___ Given passage ___
In another study, Sung et al. evaluated the significance of pIL-18 as a predictor of AKI after OLT [55]. They found that AKI developed in 12 of 26 patients (46%) (AKIN criteria). Results were promising – the AUCs of pIL-18 were 0.842 at 2 h, 0.905 at 4 h, and 0.726 at 24 h after reperfusion.

Netrin-1 and Semaphorin-3A

Netrin-1 and semaphorin-3A are low-molecular proteins that control cell migration and neuronal regeneration [56,57]. However, they are also significantly expressed in many organs, including the kidneys. It is thought that netrin-1 protects against ischemic and inflammatory damage, while semaphorin-3A most probably plays a pathogenic role [58,59].

Experimental studies demonstrated the presence of netrin-1 in urine as early as 1–3 h after an ischemic or toxic injury [60]. However, these were only single-center clinical studies on the role of this biomarker in the prediction of AKI. Ramesh et al. examined 60 patients after cardiopulmonary bypass (CPB), 26 of whom developed AKI (RIFLE criteria) [61]. They observed a significant increase in uNetrin concentration corrected for uCr in this group. It was highest at 6 h after CPB (2462±370 pg/mg uCr), and AUCs at 2, 6, and 12 h after CPB were 0.74, 0.86, and 0.89, respectively. Tu et al. assessed the utility of uNetrin and uKIM-1 in the early diagnosis of AKI among 150 patients with sepsis [36]. They found a very high predictive value of both of them, with AUCs of 0.858 at 3 h for uNetrin-1 and 0.916 at 24 h for uKIM-1.

Jayakumar et al. examined the significance of semaphorin-3A as a biomarker of AKI in an animal model and then in 60 children who underwent cardiac surgery, 26 of whom (43%) developed AKI (RIFLE criteria) [62]. Urine semaphorin-3A increased at 2 h after CPB and peaked at 6 h (2596±591 pg/mg uCr), with a significant predictive power with AUCs 0.88, and 0.81 at 2 and 6 h after CPB, respectively. Urinary semaphorin-3A turned out to also be a good biomarker for prediction of contrast-induced AKI among adults undergoing percutaneous coronary intervention [63]. The study included 168 subjects; in 20 patients with AKI (RIFLE criteria), semaphorin-3A and NGAL urinary levels corrected for uCr increased significantly at 2 and 6 h after surgery. Based on ROC analysis, the authors established cut-off values at 2 h as follows: 389.5 pg/mg uCr for semaphoring-3A with 94% sensitivity and 75% specificity and 94.4 ng/mg uCr for NGAL with 74% sensitivity and 82% specificity.

The significance of netrin-1, semaphorin-3A, and NGAL for early diagnosis of AKI after OLT was also studied by Lewandowska et al. [64]. AKI (RIFLE criteria) occurred within 3 days after the surgery in 35 (56%) of 63 patients included in the study. Some of them had impaired renal function at baseline. Urinary concentrations of all 3 biomarkers were examined in relation to serum creatinine levels. They increased in patients with AKI, reaching peak values as early as 2 h after the procedure and their predictive power expressed as AUC amounted to 0.66 for netrin-1, 0.63 for semaphorin-3A, and 0.65 for NGAL.
___ Data section ___
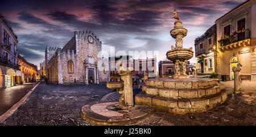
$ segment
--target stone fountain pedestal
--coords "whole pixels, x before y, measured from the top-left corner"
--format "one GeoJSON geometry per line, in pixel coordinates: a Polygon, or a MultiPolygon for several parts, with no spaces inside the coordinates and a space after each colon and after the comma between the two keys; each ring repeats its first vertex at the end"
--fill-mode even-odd
{"type": "MultiPolygon", "coordinates": [[[[171,36],[175,38],[175,47],[167,51],[166,56],[175,64],[172,78],[156,78],[144,80],[139,87],[142,91],[135,96],[135,105],[153,106],[156,110],[175,114],[201,112],[224,103],[227,92],[221,89],[216,79],[190,78],[186,74],[188,60],[193,57],[192,48],[183,48],[183,38],[187,30],[174,12],[174,28],[171,36]]],[[[196,74],[194,75],[196,76],[196,74]]]]}
{"type": "Polygon", "coordinates": [[[124,69],[121,65],[117,72],[122,82],[107,82],[108,88],[117,89],[121,94],[119,102],[101,101],[90,102],[82,108],[81,116],[87,122],[96,125],[127,125],[147,117],[155,108],[134,106],[131,77],[133,68],[124,69]]]}

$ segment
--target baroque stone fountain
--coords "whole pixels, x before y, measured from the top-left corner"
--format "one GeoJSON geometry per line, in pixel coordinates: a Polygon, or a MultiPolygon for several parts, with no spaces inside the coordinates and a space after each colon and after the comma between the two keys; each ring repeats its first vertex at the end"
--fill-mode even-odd
{"type": "Polygon", "coordinates": [[[155,106],[156,110],[184,114],[204,112],[222,104],[227,92],[216,79],[190,78],[186,74],[188,60],[193,57],[192,48],[183,48],[183,38],[187,30],[182,25],[176,10],[176,19],[171,36],[175,38],[175,47],[166,53],[175,64],[175,75],[171,78],[155,78],[144,80],[139,88],[142,91],[135,96],[135,105],[155,106]]]}

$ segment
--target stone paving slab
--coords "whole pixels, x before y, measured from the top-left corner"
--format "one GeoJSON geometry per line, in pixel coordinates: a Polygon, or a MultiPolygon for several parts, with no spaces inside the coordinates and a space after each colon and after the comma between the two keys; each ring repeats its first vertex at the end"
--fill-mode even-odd
{"type": "Polygon", "coordinates": [[[95,125],[127,125],[148,117],[155,110],[154,107],[140,105],[122,109],[114,101],[92,102],[82,108],[81,116],[95,125]]]}
{"type": "Polygon", "coordinates": [[[28,83],[0,89],[0,115],[10,109],[38,83],[28,83]]]}

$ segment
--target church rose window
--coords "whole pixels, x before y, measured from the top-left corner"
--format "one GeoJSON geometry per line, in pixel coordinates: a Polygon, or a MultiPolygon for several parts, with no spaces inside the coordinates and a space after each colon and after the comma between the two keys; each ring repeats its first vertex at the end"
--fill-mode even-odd
{"type": "Polygon", "coordinates": [[[68,72],[73,72],[73,62],[72,61],[68,61],[68,72]]]}

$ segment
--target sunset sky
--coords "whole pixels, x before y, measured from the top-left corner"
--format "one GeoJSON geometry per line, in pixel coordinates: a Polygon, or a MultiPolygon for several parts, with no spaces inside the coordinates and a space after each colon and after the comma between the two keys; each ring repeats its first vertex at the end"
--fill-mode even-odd
{"type": "MultiPolygon", "coordinates": [[[[75,31],[91,30],[102,42],[102,49],[156,50],[158,61],[175,45],[170,35],[173,11],[188,29],[183,46],[214,21],[245,0],[175,1],[4,1],[0,14],[18,36],[18,53],[38,66],[44,60],[47,45],[63,47],[75,31]]],[[[128,53],[128,52],[127,52],[128,53]]],[[[195,58],[191,59],[195,63],[195,58]]]]}

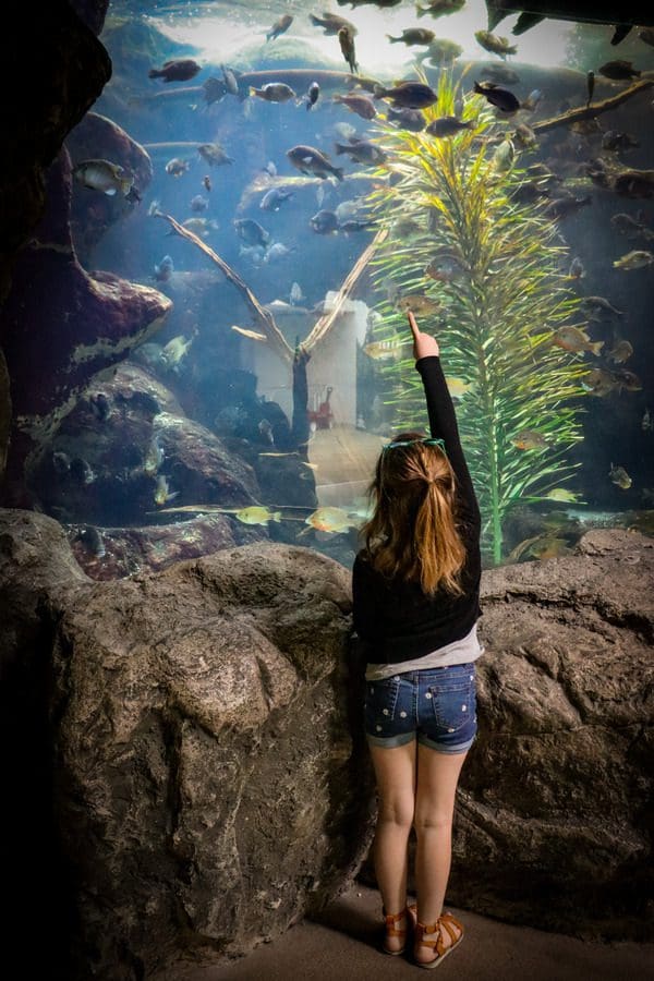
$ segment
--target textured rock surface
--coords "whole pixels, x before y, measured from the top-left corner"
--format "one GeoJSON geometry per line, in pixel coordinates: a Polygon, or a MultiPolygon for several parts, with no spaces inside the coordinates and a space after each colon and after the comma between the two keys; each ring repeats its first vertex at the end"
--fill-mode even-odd
{"type": "Polygon", "coordinates": [[[25,460],[51,436],[89,380],[156,332],[171,307],[150,287],[109,272],[89,276],[82,268],[68,223],[71,180],[63,152],[48,172],[50,210],[21,254],[0,316],[14,411],[10,502],[24,499],[25,460]]]}
{"type": "Polygon", "coordinates": [[[652,940],[654,541],[600,529],[579,550],[484,573],[448,899],[652,940]]]}
{"type": "Polygon", "coordinates": [[[0,600],[27,597],[5,606],[7,656],[38,677],[55,649],[69,979],[246,952],[351,882],[372,784],[342,567],[257,543],[92,583],[61,528],[21,511],[0,512],[0,600]]]}

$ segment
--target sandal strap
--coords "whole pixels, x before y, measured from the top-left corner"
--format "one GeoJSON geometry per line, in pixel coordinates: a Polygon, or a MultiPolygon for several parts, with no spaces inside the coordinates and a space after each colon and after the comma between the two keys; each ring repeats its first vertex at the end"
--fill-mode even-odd
{"type": "Polygon", "coordinates": [[[463,935],[463,927],[450,912],[441,913],[438,917],[438,923],[440,928],[445,927],[452,944],[456,944],[459,937],[463,935]]]}
{"type": "Polygon", "coordinates": [[[415,943],[425,947],[435,947],[437,955],[440,957],[445,950],[440,933],[440,920],[436,920],[435,923],[421,923],[419,921],[415,924],[415,943]],[[434,940],[425,940],[426,934],[435,934],[434,940]]]}

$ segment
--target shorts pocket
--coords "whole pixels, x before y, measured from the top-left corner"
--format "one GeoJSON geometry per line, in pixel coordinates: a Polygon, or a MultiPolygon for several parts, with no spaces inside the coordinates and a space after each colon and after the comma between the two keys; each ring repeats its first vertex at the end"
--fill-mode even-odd
{"type": "Polygon", "coordinates": [[[436,724],[447,732],[457,732],[476,714],[474,680],[451,678],[429,687],[436,724]]]}
{"type": "Polygon", "coordinates": [[[379,735],[392,722],[400,691],[399,678],[384,678],[382,681],[365,683],[365,727],[368,732],[379,735]]]}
___
What to work on:
**A)** In the passage on kidney injury biomarkers, at what time after cardiopulmonary bypass did Ramesh et al. find the highest urinary netrin concentration?
**B)** Rewrite the passage on kidney injury biomarkers, starting at the words "The significance of netrin-1, semaphorin-3A, and" and ending after "0.65 for NGAL.". Replace "procedure" with "operation".

Numbered answers:
**A)** It was highest at 6 h after cardiopulmonary bypass.

**B)**
The significance of netrin-1, semaphorin-3A, and NGAL for early diagnosis of AKI after OLT was also studied by Lewandowska et al. [64]. AKI (RIFLE criteria) occurred within 3 days after the surgery in 35 (56%) of 63 patients included in the study. Some of them had impaired renal function at baseline. Urinary concentrations of all 3 biomarkers were examined in relation to serum creatinine levels. They increased in patients with AKI, reaching peak values as early as 2 h after the operation and their predictive power expressed as AUC amounted to 0.66 for netrin-1, 0.63 for semaphorin-3A, and 0.65 for NGAL.